Task details: Write out everything from the line containing "of the wristwatch" down to the end of the recorded data, requests included, multiplying each coordinate in the answers by 1.7 and rounding to whole numbers, with halves rounded up.

(Recorded data)
________________
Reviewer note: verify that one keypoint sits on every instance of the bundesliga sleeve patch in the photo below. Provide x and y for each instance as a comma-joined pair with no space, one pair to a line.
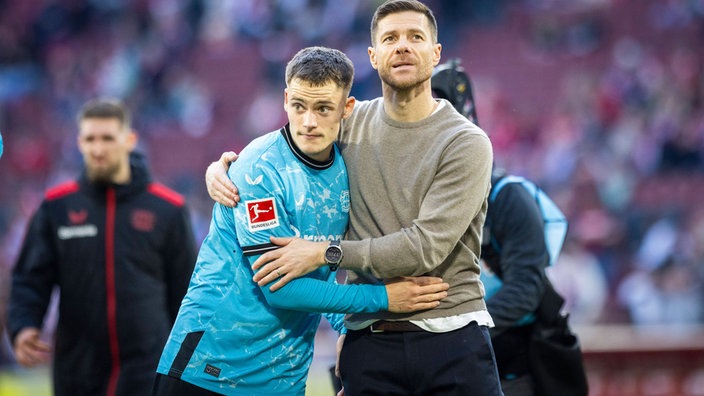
262,214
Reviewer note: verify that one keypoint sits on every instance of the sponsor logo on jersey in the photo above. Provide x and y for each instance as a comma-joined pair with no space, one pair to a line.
142,220
262,214
345,200
77,216
82,231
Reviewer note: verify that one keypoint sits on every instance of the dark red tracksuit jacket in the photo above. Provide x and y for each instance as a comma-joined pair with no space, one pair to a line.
122,257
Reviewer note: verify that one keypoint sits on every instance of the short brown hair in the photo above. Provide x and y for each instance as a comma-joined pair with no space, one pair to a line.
320,65
105,108
394,6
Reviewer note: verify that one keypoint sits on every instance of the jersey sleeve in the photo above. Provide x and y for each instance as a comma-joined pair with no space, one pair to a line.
261,214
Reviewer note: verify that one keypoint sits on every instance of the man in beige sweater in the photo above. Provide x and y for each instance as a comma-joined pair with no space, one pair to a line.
419,178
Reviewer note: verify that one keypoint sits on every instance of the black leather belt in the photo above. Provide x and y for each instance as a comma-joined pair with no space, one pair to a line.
384,326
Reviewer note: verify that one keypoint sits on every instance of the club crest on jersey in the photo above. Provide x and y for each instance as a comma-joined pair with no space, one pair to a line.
262,214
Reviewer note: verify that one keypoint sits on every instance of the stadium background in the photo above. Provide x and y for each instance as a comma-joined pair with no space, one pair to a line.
600,101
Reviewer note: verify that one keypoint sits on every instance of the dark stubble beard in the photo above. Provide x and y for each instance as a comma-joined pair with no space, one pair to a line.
102,175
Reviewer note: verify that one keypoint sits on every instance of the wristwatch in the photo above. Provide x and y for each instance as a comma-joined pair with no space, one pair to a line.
333,255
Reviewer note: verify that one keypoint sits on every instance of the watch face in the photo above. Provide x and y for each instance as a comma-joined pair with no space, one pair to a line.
333,254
________________
Result:
Reviewer note: verify that one keypoint sits on every instance of the wristwatch in the photo above. Provide x and y for each instance as a comma-joined pair with no space, one pair to a line.
566,434
Reviewer note: verify that one keypoint sits on every instance of the watch face in the photo above. Provide x and y for each instance as a comma-joined pair with no space, one pair to a line.
566,432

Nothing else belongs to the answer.